Mental Health Experts Discuss Potential Risks Tied To Passing of 'Don't Say Gay' Bill
TAMPA BAY, Fla. (CW44 News At 10) - Mental health providers are chiming in after the Parental Rights in Education bill, also being referred to by activists as the so called 'Don't Say Gay' bill, was passed.
Now one signature away from becoming law in the state of Florida, that bill would limit what classrooms can teach about sexual orientation and gender identity.
"Teachers are our security guards, they're counselors, sometimes the only place a student gets a meal," said Annie Filkowski who opposes bill. The fiercely-debated bill sparked protests and walkouts before being passed Tuesday by the State Senate and House now headed for Governor DeSantis' desk.

Required action 1
Please list every role or function that the quote in the news article about the Florida education bill gives to teachers.
Required action 2
According to the news article about the Florida education bill, what would the bill limit?
Required action 3
Carry the news article about the Florida education bill forward from its final sentence.

Data listing

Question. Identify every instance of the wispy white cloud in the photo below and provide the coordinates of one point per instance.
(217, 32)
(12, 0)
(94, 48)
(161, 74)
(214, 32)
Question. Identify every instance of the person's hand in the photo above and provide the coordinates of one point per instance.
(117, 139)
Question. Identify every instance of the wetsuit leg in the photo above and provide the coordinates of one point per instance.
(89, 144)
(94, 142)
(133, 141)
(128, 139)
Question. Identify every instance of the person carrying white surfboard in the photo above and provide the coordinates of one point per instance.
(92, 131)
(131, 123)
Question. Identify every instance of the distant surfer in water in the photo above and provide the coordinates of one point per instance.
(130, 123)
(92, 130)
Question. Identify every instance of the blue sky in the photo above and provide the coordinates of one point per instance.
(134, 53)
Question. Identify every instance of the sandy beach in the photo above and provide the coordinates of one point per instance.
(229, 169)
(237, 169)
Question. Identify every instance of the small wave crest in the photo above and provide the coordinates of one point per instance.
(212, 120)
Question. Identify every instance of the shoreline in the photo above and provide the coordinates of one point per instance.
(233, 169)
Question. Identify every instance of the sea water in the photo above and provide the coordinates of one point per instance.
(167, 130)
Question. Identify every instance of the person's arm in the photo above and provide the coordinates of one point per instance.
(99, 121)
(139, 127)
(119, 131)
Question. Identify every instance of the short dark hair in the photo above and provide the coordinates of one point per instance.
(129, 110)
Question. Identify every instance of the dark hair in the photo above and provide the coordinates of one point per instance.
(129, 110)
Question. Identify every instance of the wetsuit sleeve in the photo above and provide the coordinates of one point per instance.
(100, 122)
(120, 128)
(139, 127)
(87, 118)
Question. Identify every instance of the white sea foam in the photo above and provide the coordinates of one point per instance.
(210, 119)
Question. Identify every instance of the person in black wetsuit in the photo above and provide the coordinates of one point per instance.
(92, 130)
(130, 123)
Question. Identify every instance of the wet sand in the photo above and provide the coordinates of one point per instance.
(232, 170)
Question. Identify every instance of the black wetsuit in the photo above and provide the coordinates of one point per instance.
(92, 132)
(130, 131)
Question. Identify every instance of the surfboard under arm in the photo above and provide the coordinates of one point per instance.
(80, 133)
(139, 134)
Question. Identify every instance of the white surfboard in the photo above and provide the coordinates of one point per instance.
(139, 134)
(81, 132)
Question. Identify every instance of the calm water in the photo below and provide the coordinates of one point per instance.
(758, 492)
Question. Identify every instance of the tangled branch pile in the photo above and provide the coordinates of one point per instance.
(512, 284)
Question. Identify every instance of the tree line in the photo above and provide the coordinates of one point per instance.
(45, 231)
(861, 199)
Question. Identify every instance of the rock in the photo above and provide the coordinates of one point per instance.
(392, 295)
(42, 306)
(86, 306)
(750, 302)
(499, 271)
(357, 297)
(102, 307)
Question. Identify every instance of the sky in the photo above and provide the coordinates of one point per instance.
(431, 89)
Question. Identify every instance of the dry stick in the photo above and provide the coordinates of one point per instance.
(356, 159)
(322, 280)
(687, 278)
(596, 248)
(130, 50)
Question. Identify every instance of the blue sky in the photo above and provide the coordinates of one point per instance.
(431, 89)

Answer section 1
- Security guards
- Counselors
- Sometimes the only place a student gets a meal

Answer section 2
What classrooms can teach about sexual orientation and gender identity.

Answer section 3
"There's the intended impact of the legislation and then there's what ends up happening," said Yolanda Harper, LCSW with Harper Therapy. Local mental health experts are weighing in on potential impacts that could stem from the legislation. "Students and teens who are in the LGBTQ+ population have even increased metal health concerns and suicide risk. That's not going to change anytime soon until we start doing things differently," said Harper.
"There's these young people coming up talking about how they attempted suicide because of how they were treated," said Filkowski. And those concerns are growing as teachers' roles are also taken into account.
"Educators are in the field because they care about kids and now we're asking them to not care about kids," said Harper.
In response, the U.S. Department of Education issued a statement on its website accusing Florida leaders of "prioritizing hateful bills that hurt some of the students most in need."
"I think my biggest concern is how bad does it need to get for our youth and our teens before we really, truly start paying attention to their mental and emotional well-being," said Harper.